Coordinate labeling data
■ ■ ■ ■ ■ ■ ■

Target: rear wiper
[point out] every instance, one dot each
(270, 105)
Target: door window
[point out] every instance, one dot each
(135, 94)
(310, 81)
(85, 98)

■ ■ ■ ■ ■ ■ ■

Format the data above as a Markdown table with the columns Row and Data line, placing one non-blank line in each row.

SOLUTION TO THIS TASK:
| Row | Data line |
|---|---|
| 1 | Target: rear wiper |
| 2 | [point out] every instance, one dot each |
| 3 | (270, 105) |
| 4 | Target: door window |
| 5 | [point out] every instance, one dot each |
| 6 | (135, 94) |
| 7 | (310, 81) |
| 8 | (85, 98) |